Supplied passage ::
Git annex use in workflow

As there is loads of very good info on the use of git annex in my workflow topic, I’m creating here a new topic that can talk about this info. This way it is easier for everybody to find the correct info.

Thx to @paperdigits workflow and explanations we have a rather complete workflow. I’m quoting parts from the other topic, these are not my posts, they are reposts of @paperdigits answers to mine and @luxagraf questions

Workflow:

Why use git-annex and not rsync

2 Likes

@paperdigits: if you feel up to would you mind providing us with a little post how to setup this up?

That way I’m going to setup it up and walking through all the steps to get it working with my very large database and make a tutorial out of it, for those that are interested.

It seems to me that it’s important to explain why from your perspective this system better than Jason DeRose’s Dmedia. I don’t use either, but it strikes me from what’s been posted thus far they’re both trying to solve similar problems.

I don’t know if git-annex is better, probably there is no better but just different, but git-annex

  • has a website (didn’t know about dmedia before, seems to exist in launchpad only)
  • integrates with git very well (think of xmp versioning)
  • is reasonably stable and mature (from the dmedia website: “NOTE THAT DMEDIA IS NOT YET PRODUCTION READY!
    TEST DMEDIA, BUT PLEASE DON’T YET TRUST YOUR DATA TO IT!”)

But anyway, I have to check dmedia now ;-).

So I’ve been playing with git annex a bit and one thing that seems to make it an ideal solution for RAW files in particular is that it locks files, which means your RAW files are read only. In other words you wouldn’t want to add your .xmp files as well since they’re not very big and will frequently be written to by editing software.

What to do ::
Extend the forum thread about using git annex in a photo workflow, picking up right after its final post.

Supplied data ::
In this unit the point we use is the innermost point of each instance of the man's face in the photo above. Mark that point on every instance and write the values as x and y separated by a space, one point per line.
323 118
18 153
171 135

Response ::
As @paperdigits mentions above you could always use regular git for any sidecar files.

One thing I’m not super crazy about is that it moves all your actual files into .git/annex and then creates symlinks where the actual files used to be. I get why it needs to do that, but it does make me a tad nervous.

You should also be able to tell git-annex to ignore xmp/pp3 and other sidecar files, so that only git can see them!

I will certainly write up a post about me use, but it might take me a day or two.

2 Likes

It would be great, when I set it up, I will try to have git track the xmp files.

Setting up git-annex

  1. Create the repository and initialize it.
~$ cd ~/
~$ mkdir Photographs
~$ cd Photographs
~$ git init
~$ git-annex init "My beautiful photographs"
  1. Create a backup repository and initialize it.
~$ cd /media/external/
~$ mkdir Photographs-backup
~$ cd Photographs-backup
~$ git init
~$ git-annex init "A backup of my beautiful photographs"
  1. Let the repositories know about one another:
  • From ~/Photographs:
    ~$ git remote add backup /media/external/Photographs-backup
  • From /media/external/Photographs-backup:
    ~$ git remote add homedir ~/Photographs
  1. Tell git-annex to keep multiple copies of your files.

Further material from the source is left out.